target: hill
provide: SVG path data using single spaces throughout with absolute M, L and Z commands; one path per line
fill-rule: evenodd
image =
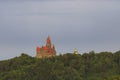
M 120 51 L 0 61 L 0 80 L 120 80 Z

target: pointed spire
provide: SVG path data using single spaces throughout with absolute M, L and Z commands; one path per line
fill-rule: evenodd
M 50 36 L 48 35 L 47 43 L 50 43 L 50 42 L 51 42 L 51 39 L 50 39 Z
M 46 47 L 47 48 L 51 48 L 51 39 L 50 39 L 50 36 L 48 36 L 48 38 L 46 40 Z
M 50 39 L 50 35 L 48 35 L 48 38 Z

**EXERCISE BRIEF:**
Print all entries exactly, without images.

**ANSWER FOR THE TASK:**
target: hill
provide: SVG path data using single spaces throughout with absolute M, L and Z commands; one path per line
fill-rule: evenodd
image =
M 120 51 L 0 61 L 0 80 L 120 80 Z

target: pointed spire
provide: SVG path data using single spaces throughout with absolute M, L and Z commands; one path per line
fill-rule: evenodd
M 50 36 L 48 35 L 47 43 L 50 43 L 50 42 L 51 42 L 51 39 L 50 39 Z
M 46 47 L 47 48 L 51 48 L 51 39 L 50 39 L 50 36 L 48 36 L 48 38 L 46 40 Z
M 50 39 L 50 35 L 48 35 L 48 38 Z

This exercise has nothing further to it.